▶ **PAGE EXTRACT**:

>>>

Unlike formal purists, Dauby doesn’t merely fasten his sound source behind airtight glass. Although nature books the house band, Dauby banters freely with his cleft-tongued choir, turning passive recreation into open dialogue. Proposing a paradigm shift from the click-it-and-listen nature soundtrack, Wā Jiè Méng Xūn’s field recordings receive a treatment of modular synthesis attuned to psychedelic frequencies. The blur of organic and electronic sounds has the effect of a 3D poster: foreground teased from background only when closely examined, ears slowly defocused, perceiving soft shapes beneath the surface.
Wā Jiè Méng Xūn’s first track opens beside a field of frogs bellowing social cues. Dauby weaves blasts of feedback in spiraling scales—the kind of sprightly bolts pulled from the quiver of Rafael Toral’s Space Program. Gradually, as if mesmerized by their reflection, the frogs begin to sound less like frogs and more like porpoises high on Pineapple Express. Awash in a percolating, pinging squall of trebly space echo, the web-toed ensemble trills in sequence. Soon a horde of electric hums and piccolo-like frills imitate unruly garden appliances swerving into a hornet’s nest.

<<<

▶ **RECORDS**:
>>>

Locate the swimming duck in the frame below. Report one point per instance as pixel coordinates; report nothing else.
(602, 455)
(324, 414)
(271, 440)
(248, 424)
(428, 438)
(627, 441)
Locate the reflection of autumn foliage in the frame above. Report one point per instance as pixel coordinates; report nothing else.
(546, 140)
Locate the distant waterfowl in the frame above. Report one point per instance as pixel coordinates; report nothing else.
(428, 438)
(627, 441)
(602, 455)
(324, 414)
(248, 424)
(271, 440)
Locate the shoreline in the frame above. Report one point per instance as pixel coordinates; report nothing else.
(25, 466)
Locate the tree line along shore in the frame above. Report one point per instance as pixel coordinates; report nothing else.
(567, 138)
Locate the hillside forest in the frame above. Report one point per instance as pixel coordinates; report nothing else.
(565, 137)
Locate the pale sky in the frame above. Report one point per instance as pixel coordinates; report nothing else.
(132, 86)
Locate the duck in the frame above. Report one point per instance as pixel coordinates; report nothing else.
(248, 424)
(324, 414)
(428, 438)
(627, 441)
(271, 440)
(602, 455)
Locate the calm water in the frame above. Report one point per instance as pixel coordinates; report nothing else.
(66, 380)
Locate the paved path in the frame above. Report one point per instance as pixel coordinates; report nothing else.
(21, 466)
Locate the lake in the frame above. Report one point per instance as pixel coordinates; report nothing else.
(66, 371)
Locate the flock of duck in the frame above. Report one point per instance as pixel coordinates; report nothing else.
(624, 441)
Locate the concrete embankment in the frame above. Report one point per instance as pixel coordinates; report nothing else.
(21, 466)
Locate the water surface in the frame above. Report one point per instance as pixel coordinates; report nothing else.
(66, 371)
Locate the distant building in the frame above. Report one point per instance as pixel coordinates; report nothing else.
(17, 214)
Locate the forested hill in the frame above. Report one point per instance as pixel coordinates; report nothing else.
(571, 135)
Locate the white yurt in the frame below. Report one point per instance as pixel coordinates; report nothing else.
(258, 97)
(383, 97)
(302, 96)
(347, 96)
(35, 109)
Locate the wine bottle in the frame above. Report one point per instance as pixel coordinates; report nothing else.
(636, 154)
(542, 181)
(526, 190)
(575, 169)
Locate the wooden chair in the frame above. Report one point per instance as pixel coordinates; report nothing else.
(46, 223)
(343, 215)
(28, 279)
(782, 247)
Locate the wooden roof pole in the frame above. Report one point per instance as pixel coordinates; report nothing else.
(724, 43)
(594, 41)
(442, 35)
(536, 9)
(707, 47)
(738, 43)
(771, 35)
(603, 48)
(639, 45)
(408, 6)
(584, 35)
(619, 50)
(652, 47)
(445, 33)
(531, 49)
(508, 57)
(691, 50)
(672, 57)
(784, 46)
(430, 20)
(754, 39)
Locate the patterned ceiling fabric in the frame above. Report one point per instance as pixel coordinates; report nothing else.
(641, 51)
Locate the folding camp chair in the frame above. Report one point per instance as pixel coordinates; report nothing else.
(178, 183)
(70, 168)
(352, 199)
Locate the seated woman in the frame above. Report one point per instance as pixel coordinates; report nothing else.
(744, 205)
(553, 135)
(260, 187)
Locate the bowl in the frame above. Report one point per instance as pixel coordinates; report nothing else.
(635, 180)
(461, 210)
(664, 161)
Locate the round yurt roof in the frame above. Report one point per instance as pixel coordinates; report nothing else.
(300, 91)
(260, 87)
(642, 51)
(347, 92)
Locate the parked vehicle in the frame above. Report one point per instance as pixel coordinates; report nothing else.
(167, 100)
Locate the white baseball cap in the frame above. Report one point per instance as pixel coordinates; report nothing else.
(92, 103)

<<<

▶ **OBJECTIVES**:
(1) Answer each question from the review excerpt.
(a) What treatment do the field recordings in Wā Jiè Méng Xūn receive?
(b) What does the first track open beside?
(c) Whose Space Program does the review mention?
(2) Write out the review excerpt word for word, from "Unlike formal purists, Dauby" up to and including "beneath the surface.".

▶ **ANSWERS TO THE TASKS**:
(1)
(a) A treatment of modular synthesis attuned to psychedelic frequencies.
(b) A field of frogs bellowing social cues.
(c) Rafael Toral's.

(2)
Unlike formal purists, Dauby doesn’t merely fasten his sound source behind airtight glass. Although nature books the house band, Dauby banters freely with his cleft-tongued choir, turning passive recreation into open dialogue. Proposing a paradigm shift from the click-it-and-listen nature soundtrack, Wā Jiè Méng Xūn’s field recordings receive a treatment of modular synthesis attuned to psychedelic frequencies. The blur of organic and electronic sounds has the effect of a 3D poster: foreground teased from background only when closely examined, ears slowly defocused, perceiving soft shapes beneath the surface.